* ФРАГМЕНТ ДОКУМЕНТА:
Один из первых исследователей творчества Блока, П. Медведев, назвал «Возмездие» «полем… битвы за эпос». Действительно, и сама эта незавершенная поэма, и ее варианты, черновики и планы говорят о том, как упорно стремился поэт овладеть новыми для него масштабами повествования, панорамным изображением времени, лепкой характеров.

Лирическая «Варшавская поэма» «перестраивалась» автором в эпическую повесть о кризисной поре истории. Блок сравнивал замысел своей поэмы с известным циклом романов Эмиля Золя о Ругон-Маккарах. «В малом масштабе, в коротком обрывке рода русского» он хотел уловить, как «в каждом отпрыске зреет и отлагается нечто новое и нечто более острое». Эпизод «семейной хроники» переносится на широчайший исторический фон; поэт стремится отыскать скрытые связи между личными драмами героев и нараставшими в мирте переворотами.

Поэма «Возмездие» начинается картиной победоносного возвращения войск в Петербург после русско-турецкой войны 1877–1878 годов. «Султаны, кивера и каски» — все это сверкает под осенним солнцем, как будто золотые буквы, которыми вписана в историю блестящая, победная страница. Но вот сквозь парадный строй этих букв начинают проступать кровь, горе, лишения, которые заглушены восторженными возгласами и занесены цветочной метелью: «Забыли жизнь и смерть солдата под неприятельским огнем…»

* БЛОК ДАННЫХ:
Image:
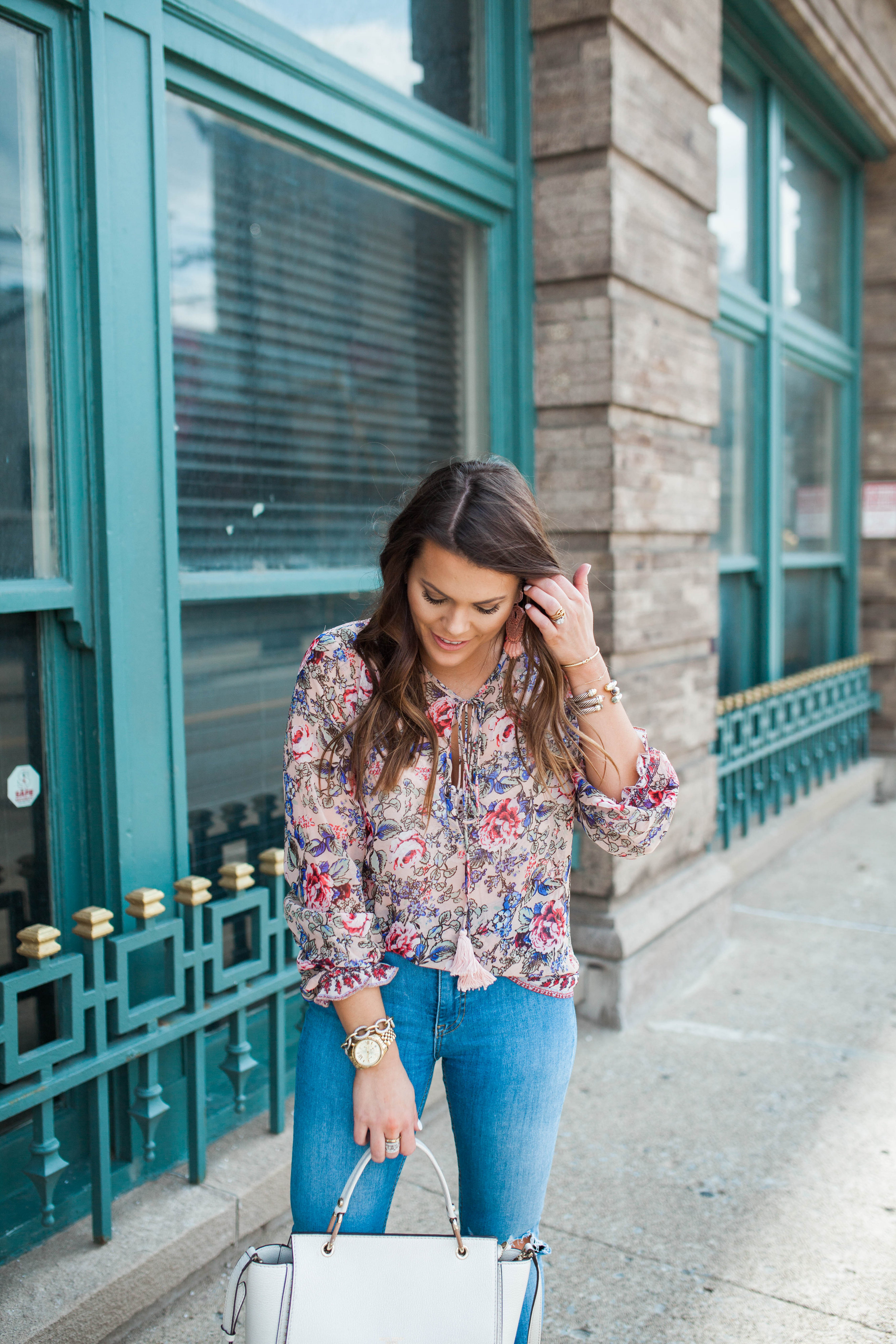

* ЗАДАНИЯ:
1. Ответьте по фрагменту о поэме «Возмездие»:
(а) Кто из первых исследователей творчества Блока назвал «Возмездие» «полем… битвы за эпос»?
(б) С каким циклом романов Блок сравнивал замысел своей поэмы?
(в) Какой картиной начинается поэма «Возмездие»?
2. Пожалуйста, воспроизведите без изменений часть фрагмента о поэме «Возмездие» от слов «Один из первых» до слов «времени, лепкой характеров.».

* ОТВЕТЫ К ЗАДАНИЯМ:
1.
(а) П. Медведев.
(б) С циклом романов Эмиля Золя о Ругон-Маккарах.
(в) Картиной победоносного возвращения войск в Петербург после русско-турецкой войны 1877–1878 годов.

2.
Один из первых исследователей творчества Блока, П. Медведев, назвал «Возмездие» «полем… битвы за эпос». Действительно, и сама эта незавершенная поэма, и ее варианты, черновики и планы говорят о том, как упорно стремился поэт овладеть новыми для него масштабами повествования, панорамным изображением времени, лепкой характеров.